EXERCISE INSTRUCTIONS:
- 1) Print the passage of the keynote abstract on machine learning biases in medical imaging, starting with "Keynote: Nils Forkert, U" and going on through "equity in healthcare.".
- 2) Carry on the keynote abstract on machine learning biases in medical imaging, picking up after its last sentence.

Keynote: Nils Forkert, U Calgary

Biases in machine learning models for medical imaging and sociotechnical impacts

Artificial intelligence (AI) plays an increasingly important role in transforming large volumes of data into actionable insights, and healthcare is no exception. Advances in diagnostic technologies have led to a rapid growth in the volume and complexity of medical data. Medical imaging data are among the most information-rich clinical sources. However, their scale and complexity, especially when combined with other clinical variables, can overwhelm clinicians and hinder accurate, timely interpretation. Machine learning (ML) methods offer powerful tools to support clinical decision-making, reduce cognitive burden, and enable clinicians to devote more attention to complex cases and patient interaction, thereby supporting precision and equity in healthcare.

GIVEN ENTRIES:
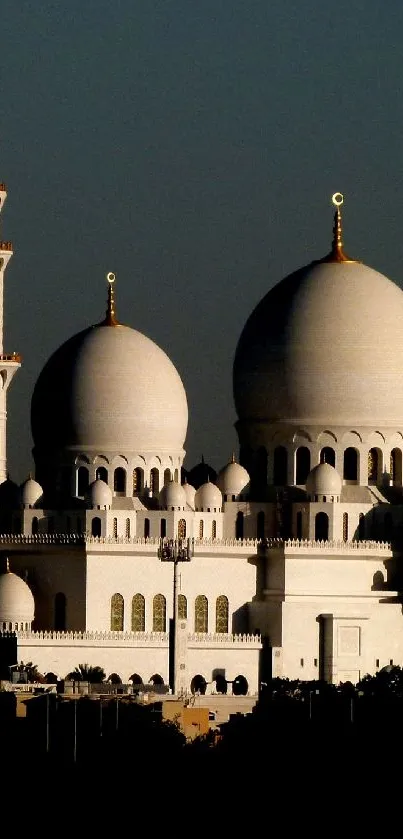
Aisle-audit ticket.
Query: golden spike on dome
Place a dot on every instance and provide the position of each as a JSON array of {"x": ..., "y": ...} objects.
[
  {"x": 337, "y": 254},
  {"x": 110, "y": 319}
]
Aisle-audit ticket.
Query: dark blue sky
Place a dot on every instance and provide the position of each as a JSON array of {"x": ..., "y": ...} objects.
[{"x": 191, "y": 147}]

ANSWERS TO THE EXERCISE:
- 1)
Keynote: Nils Forkert, U Calgary

Biases in machine learning models for medical imaging and sociotechnical impacts

Artificial intelligence (AI) plays an increasingly important role in transforming large volumes of data into actionable insights, and healthcare is no exception. Advances in diagnostic technologies have led to a rapid growth in the volume and complexity of medical data. Medical imaging data are among the most information-rich clinical sources. However, their scale and complexity, especially when combined with other clinical variables, can overwhelm clinicians and hinder accurate, timely interpretation. Machine learning (ML) methods offer powerful tools to support clinical decision-making, reduce cognitive burden, and enable clinicians to devote more attention to complex cases and patient interaction, thereby supporting precision and equity in healthcare.

- 2)
Despite this potential, clinical adoption of ML in radiology remains limited. A key barrier is increasing evidence that ML models for medical image analysis can exhibit biased or discriminatory behavior, especially in computer‑aided diagnosis. Although these concerns are widely acknowledged, systematic research on how biases embedded in imaging data influence model behavior is still lacking. Moreover, ML is not a value‑neutral technology; it is shaped by data, deployment contexts, and societal norms.

This presentation presents recent work on identifying and analyzing bias in medical imaging and ML models. It introduces a synthetic data simulation framework for controlled evaluation of imaging biases and mitigation strategies, examines how neural networks encode bias and shortcut learning, and presents methods for uncovering unfair behavior. Finally, it emphasizes the need to link technical fairness metrics with broader sociotechnical impacts to develop equitable and trustworthy medical AI.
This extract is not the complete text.